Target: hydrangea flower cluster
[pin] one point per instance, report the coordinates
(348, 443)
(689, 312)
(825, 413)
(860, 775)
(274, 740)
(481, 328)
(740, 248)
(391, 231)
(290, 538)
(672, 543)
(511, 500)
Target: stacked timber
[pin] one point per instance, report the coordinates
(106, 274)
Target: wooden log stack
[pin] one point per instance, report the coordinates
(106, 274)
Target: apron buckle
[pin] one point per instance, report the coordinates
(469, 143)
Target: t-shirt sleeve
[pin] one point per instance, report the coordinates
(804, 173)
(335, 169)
━━━━━━━━━━━━━━━━━━━━━━━━━━━━━━
→ **GIVEN PROBLEM**: Starting at the line that contains "Target: t-shirt sleeve" and continuing to the end of the lines, write those lines out again with "sleeve" replaced by "cuff" and nothing else changed.

→ **TASK SOLUTION**:
Target: t-shirt cuff
[pin] one point per instance, report the coordinates
(804, 173)
(335, 169)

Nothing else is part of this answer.